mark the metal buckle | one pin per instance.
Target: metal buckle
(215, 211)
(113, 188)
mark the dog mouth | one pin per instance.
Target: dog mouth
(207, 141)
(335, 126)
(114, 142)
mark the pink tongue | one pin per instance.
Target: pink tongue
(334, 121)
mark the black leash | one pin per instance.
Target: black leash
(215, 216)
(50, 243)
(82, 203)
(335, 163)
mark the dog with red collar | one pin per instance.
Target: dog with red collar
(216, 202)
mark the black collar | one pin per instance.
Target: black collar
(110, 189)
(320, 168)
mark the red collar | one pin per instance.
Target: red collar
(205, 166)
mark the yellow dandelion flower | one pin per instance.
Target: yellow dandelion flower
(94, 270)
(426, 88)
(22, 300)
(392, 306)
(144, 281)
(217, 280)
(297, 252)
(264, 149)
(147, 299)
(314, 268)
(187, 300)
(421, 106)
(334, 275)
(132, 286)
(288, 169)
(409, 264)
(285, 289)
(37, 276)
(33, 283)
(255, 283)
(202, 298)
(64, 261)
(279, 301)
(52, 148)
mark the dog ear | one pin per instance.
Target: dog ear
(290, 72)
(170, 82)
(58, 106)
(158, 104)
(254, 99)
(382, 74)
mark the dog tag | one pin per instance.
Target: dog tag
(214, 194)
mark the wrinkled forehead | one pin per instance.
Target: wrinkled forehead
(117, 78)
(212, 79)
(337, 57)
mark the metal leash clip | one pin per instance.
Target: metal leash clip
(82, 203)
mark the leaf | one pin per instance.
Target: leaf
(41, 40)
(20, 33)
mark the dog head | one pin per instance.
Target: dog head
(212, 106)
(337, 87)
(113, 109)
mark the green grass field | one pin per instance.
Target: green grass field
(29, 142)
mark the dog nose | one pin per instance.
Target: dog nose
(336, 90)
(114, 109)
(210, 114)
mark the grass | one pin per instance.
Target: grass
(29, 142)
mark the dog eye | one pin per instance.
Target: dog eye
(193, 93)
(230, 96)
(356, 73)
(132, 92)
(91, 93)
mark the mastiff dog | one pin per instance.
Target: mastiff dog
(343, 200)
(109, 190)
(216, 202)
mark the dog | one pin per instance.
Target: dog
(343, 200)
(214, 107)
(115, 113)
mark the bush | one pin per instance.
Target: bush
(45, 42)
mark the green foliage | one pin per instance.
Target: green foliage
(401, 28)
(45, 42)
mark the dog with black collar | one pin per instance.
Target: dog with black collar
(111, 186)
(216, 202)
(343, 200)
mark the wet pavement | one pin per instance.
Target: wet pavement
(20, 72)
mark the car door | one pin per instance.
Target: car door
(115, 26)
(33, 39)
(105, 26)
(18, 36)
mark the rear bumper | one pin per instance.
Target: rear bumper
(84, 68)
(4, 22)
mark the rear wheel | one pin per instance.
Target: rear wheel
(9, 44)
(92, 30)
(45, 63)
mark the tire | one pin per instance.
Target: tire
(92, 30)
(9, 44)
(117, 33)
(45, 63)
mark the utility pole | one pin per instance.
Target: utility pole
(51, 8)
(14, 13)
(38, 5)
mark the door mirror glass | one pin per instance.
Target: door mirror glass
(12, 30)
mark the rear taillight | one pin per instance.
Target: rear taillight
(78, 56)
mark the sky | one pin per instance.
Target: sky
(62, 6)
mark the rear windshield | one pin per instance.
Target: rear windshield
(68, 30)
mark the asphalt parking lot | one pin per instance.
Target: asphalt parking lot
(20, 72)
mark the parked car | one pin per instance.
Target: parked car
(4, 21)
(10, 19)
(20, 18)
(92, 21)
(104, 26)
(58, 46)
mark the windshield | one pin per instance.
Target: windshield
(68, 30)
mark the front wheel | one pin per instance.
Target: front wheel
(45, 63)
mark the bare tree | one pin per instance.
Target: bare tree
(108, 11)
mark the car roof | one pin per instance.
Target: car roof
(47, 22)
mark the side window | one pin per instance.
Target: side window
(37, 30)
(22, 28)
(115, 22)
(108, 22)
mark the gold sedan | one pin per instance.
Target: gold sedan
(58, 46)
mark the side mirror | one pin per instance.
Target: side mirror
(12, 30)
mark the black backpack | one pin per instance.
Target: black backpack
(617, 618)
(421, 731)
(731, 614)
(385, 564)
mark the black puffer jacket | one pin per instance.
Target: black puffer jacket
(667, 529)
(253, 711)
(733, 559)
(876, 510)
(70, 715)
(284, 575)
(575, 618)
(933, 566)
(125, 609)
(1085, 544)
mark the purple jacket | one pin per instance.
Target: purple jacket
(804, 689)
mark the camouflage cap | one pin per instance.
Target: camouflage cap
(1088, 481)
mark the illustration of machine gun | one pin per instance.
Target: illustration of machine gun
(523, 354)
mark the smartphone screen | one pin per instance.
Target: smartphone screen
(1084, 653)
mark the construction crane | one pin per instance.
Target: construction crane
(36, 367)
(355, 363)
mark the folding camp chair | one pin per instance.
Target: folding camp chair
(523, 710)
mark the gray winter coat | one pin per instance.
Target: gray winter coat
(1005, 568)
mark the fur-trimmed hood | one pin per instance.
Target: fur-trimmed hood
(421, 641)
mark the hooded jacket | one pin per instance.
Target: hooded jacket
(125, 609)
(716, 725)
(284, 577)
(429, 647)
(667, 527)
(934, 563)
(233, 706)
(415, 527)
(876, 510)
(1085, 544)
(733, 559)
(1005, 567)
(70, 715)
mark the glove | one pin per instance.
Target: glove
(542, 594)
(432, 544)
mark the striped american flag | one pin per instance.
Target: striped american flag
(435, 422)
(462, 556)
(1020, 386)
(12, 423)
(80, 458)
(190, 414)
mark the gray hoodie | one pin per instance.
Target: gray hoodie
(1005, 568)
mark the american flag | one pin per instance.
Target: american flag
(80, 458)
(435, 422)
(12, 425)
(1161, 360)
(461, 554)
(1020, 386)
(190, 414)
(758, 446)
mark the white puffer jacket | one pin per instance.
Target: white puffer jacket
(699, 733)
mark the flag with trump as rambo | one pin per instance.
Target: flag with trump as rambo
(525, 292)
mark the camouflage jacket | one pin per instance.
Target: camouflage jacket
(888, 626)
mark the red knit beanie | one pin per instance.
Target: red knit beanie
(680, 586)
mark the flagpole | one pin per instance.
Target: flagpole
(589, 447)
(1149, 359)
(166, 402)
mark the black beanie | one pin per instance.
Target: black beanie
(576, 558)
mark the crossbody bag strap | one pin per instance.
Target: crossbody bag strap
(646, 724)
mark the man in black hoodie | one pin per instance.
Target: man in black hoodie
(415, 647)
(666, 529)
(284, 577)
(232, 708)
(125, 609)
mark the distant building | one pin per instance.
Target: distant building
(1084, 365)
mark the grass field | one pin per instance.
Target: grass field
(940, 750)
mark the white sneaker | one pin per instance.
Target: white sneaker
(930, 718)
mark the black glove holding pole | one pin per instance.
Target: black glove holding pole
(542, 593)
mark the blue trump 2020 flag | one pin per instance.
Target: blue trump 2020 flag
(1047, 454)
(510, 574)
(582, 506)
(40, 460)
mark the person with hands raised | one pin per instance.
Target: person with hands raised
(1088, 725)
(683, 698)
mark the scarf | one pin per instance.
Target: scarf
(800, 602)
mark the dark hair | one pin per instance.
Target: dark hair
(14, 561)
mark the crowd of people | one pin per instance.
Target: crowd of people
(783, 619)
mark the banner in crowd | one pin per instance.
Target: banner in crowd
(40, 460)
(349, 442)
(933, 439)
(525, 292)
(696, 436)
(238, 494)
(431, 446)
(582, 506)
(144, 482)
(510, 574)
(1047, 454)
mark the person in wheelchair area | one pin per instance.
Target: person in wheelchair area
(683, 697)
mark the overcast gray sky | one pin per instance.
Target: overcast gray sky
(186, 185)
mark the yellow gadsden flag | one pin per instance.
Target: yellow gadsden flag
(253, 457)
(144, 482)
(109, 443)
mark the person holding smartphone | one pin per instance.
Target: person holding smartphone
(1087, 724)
-------------------------
Instructions for the task. Needed here are the exact lines from the start of the material through the line that contains "mark the wrinkled", and no others.

Solution.
mark the metal buckle | one pin per instance.
Target: metal buckle
(215, 211)
(113, 188)
mark the dog mouth | one pin per instance.
Target: dog mouth
(207, 141)
(335, 126)
(114, 142)
mark the pink tongue | one pin per instance.
Target: pink tongue
(334, 121)
mark the black leash | one pin per instance.
Target: black leash
(215, 216)
(50, 243)
(82, 203)
(335, 163)
mark the dog with red collar | one pin per instance.
Target: dog with red collar
(216, 202)
mark the black collar | one pin per instance.
Target: black collar
(110, 189)
(320, 168)
mark the red collar | one pin per instance.
Target: red collar
(205, 166)
mark the yellow dandelion flower | one pin per instance.
Target: yellow dandelion flower
(94, 270)
(426, 88)
(22, 300)
(392, 306)
(144, 281)
(217, 280)
(297, 252)
(264, 149)
(147, 299)
(314, 268)
(187, 300)
(421, 106)
(334, 275)
(132, 286)
(288, 169)
(409, 264)
(285, 289)
(37, 276)
(33, 283)
(255, 283)
(202, 298)
(64, 261)
(279, 301)
(52, 148)
mark the dog ear | one pin per instance.
Target: dog ear
(290, 72)
(170, 82)
(58, 106)
(158, 104)
(254, 99)
(382, 74)
mark the dog tag | one pin per instance.
Target: dog tag
(214, 194)
mark the wrinkled forehead | one pin per instance.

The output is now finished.